**Brief A**
In the commentary on Russia's attack on Ukraine, which publication is quoted as calling Putin's claim about NATO expansion propaganda?

**Source**
• • •
According to Putin, the aim is to “demilitarise” and “de-nazify” Ukraine, a claim which is not only outrageous but also incredibly unfounded given that the country’s president, Volodymyr Zelenskyy, is Jewish himself. 

In addition, Putin, over the years, repeatedly claimed that NATO is a threat to Russian security – even though neither were any NATO troops ever stationed in Ukraine nor was the alliance openly threatening Russia. Also, NATO did not plan on admitting Ukraine any time soon. 

The claim that Putin feels threatened by NATO was not only argued by political scientist Mearsheimer in 2014 – falsely justifying Russian aggression towards its neighbour – it has also been picked up and replicated by Russian propaganda. As stated in this article in The Hill: “Putin wants you to believe it’s because NATO expansion to Ukraine threatens the Russian people and Russia’s security. He doesn’t genuinely believe this. It’s propaganda.”

All in all, Putin’s claims are not only absurd and lack evidence, but they also provide a breeding ground for propaganda and serve as wild justification for this attack and the violation of international law. 

Yet, Mearsheimer continues to claim in a 2022 interview with the New Yorker that Putin’s main reason for invading Ukraine is that he feels threatened by NATO and that the war in Ukraine is the West’s fault. In his opinion, a neutral, independent Ukraine would appease Putin. However, this argument is ill-conceived – for two main reasons. 

First, as I have also laid down in a previous article, the argument that Russia’s attack on Ukraine is the West’s fault is wrong because the West and, in particular, NATO never threatened Russia as a state. If anything, it is the West’s fault because we have never sanctioned Putin hard enough for his behaviour, especially not after the annexation of Crimea, the poisoning of his political opponents and many other gross violations of our principles. We have not shown him clearly enough what the consequences of his continuous dangerous and erratic behaviour would be. 

Aside from that, it is also apparent that, even if Ukraine promises to remain a neutral state and not join any military alliance, Putin will continue his assault on Ukraine: because he denies Ukrainian statehood and its right to existence.
• • •
**Brief B**
Show every line of the records that contains the string "staircase", matching case exactly.

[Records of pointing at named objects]
• • •
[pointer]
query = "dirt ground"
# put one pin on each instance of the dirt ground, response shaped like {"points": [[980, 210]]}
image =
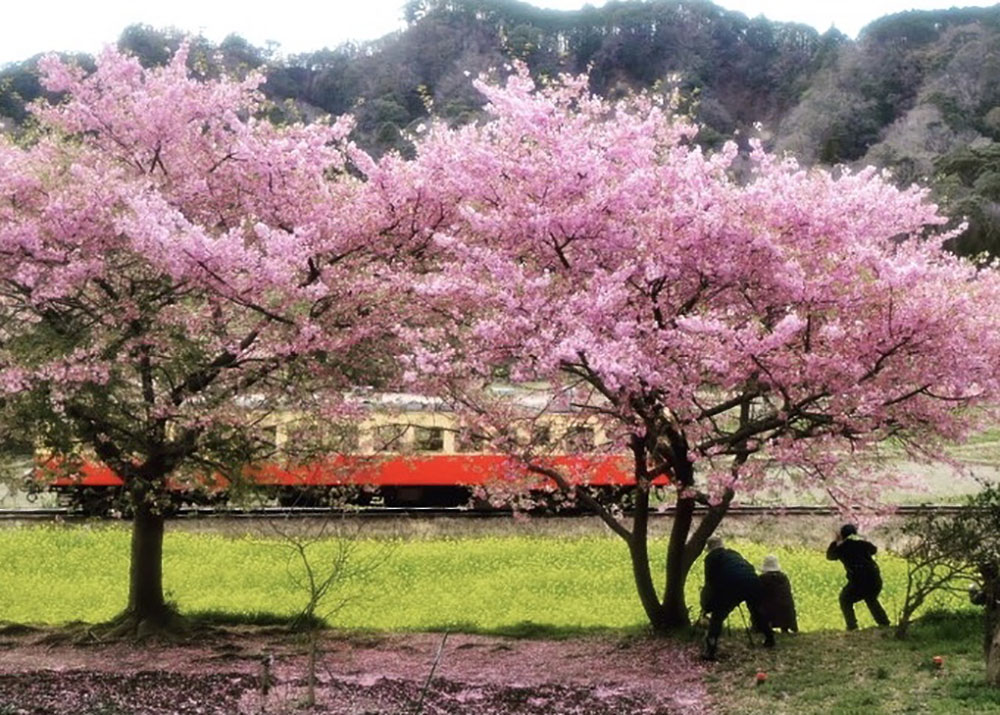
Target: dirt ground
{"points": [[220, 672]]}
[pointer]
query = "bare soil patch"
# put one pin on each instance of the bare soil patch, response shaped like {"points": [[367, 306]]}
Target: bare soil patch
{"points": [[220, 672]]}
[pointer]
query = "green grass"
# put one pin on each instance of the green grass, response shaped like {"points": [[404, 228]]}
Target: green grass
{"points": [[499, 584], [866, 671], [535, 587]]}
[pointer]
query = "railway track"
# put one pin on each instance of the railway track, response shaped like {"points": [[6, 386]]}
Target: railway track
{"points": [[66, 514]]}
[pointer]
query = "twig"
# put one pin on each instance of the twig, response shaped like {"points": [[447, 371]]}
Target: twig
{"points": [[430, 676]]}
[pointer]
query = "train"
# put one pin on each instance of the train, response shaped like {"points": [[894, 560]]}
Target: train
{"points": [[400, 451]]}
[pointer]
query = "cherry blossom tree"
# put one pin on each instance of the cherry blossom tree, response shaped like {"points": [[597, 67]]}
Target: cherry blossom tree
{"points": [[174, 267], [735, 322]]}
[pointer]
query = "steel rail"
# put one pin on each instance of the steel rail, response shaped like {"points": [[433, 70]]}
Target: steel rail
{"points": [[65, 513]]}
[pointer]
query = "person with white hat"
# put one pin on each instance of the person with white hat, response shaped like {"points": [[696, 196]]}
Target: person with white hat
{"points": [[777, 605]]}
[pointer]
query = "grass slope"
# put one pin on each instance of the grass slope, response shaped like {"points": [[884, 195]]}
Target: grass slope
{"points": [[494, 584]]}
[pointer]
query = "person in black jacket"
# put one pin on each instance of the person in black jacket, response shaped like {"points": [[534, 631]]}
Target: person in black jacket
{"points": [[777, 605], [864, 581], [729, 581]]}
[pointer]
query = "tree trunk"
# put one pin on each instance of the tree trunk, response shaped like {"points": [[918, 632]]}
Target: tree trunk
{"points": [[145, 599], [993, 660], [674, 604], [638, 547]]}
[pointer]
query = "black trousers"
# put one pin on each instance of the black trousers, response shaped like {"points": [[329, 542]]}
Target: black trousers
{"points": [[721, 612], [867, 592]]}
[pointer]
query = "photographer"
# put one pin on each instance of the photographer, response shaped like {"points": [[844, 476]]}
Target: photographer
{"points": [[864, 581]]}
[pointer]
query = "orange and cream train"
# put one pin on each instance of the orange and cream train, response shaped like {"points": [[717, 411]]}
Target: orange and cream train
{"points": [[404, 451]]}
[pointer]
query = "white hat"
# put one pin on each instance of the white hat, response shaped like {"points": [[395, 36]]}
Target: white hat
{"points": [[770, 564]]}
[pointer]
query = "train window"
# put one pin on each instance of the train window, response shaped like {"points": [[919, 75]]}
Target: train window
{"points": [[578, 439], [390, 438], [541, 436], [342, 439], [428, 439], [469, 442]]}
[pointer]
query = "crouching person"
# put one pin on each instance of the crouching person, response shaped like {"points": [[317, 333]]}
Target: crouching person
{"points": [[777, 605], [729, 581]]}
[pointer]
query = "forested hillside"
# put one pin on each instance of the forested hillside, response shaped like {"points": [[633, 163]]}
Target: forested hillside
{"points": [[917, 93]]}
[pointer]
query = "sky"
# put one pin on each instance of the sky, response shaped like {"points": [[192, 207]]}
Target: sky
{"points": [[28, 28]]}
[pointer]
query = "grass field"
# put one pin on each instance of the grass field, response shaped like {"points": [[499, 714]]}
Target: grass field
{"points": [[535, 586], [865, 672], [485, 584]]}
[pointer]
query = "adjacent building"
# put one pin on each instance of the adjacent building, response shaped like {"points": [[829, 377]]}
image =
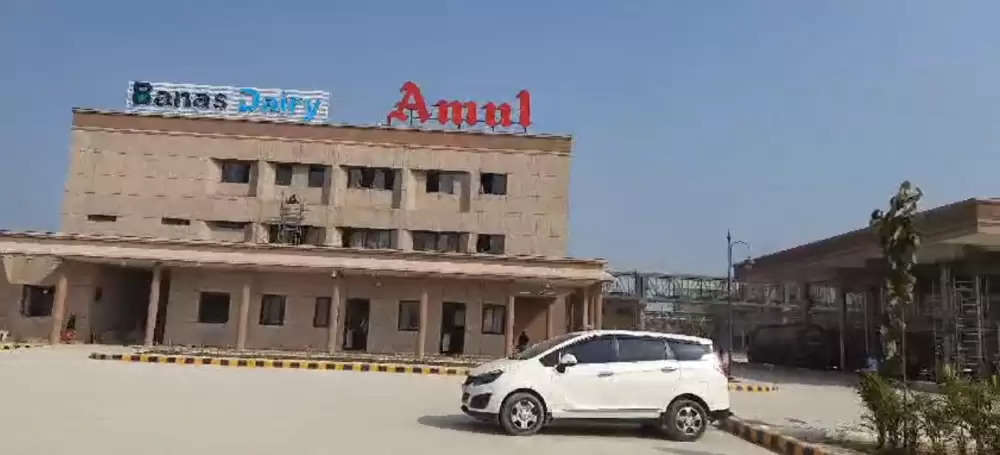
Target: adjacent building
{"points": [[258, 234]]}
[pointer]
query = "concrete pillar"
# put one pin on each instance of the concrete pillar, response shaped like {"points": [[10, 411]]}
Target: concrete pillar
{"points": [[842, 323], [59, 307], [334, 317], [509, 326], [422, 329], [599, 307], [153, 306], [241, 330], [550, 317]]}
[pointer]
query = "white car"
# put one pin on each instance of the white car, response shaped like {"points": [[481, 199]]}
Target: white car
{"points": [[673, 381]]}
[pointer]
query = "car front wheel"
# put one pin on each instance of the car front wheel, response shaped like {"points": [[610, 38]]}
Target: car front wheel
{"points": [[685, 420], [522, 414]]}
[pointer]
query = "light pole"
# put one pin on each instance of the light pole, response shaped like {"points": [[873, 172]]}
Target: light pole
{"points": [[729, 289]]}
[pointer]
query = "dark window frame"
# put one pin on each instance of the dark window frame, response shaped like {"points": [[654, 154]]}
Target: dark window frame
{"points": [[266, 312], [491, 243], [493, 183], [410, 326], [317, 176], [37, 301], [360, 177], [231, 174], [493, 308], [322, 309], [204, 315], [279, 174]]}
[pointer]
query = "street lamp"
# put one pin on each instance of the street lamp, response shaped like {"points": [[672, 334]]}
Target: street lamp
{"points": [[729, 288]]}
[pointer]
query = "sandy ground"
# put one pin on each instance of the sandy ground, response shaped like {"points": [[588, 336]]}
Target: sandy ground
{"points": [[811, 405], [54, 400]]}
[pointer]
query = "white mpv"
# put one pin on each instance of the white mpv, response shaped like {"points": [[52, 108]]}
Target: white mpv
{"points": [[672, 381]]}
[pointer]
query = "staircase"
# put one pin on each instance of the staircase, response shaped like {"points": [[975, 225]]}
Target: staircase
{"points": [[969, 325]]}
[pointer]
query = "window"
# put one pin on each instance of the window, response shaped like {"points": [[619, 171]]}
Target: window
{"points": [[490, 243], [597, 350], [235, 171], [175, 221], [228, 225], [437, 241], [321, 315], [409, 315], [102, 218], [367, 238], [317, 176], [689, 351], [377, 178], [36, 301], [283, 174], [493, 183], [494, 319], [213, 308], [634, 349], [272, 309], [442, 182]]}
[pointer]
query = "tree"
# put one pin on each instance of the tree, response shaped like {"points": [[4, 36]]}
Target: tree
{"points": [[899, 241]]}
• • •
**Complete response A**
The Hill

**Complete response B**
query = "staircase"
# put one pin on each instance of the staircase, response shaped like {"points": [[975, 225]]}
Target: staircase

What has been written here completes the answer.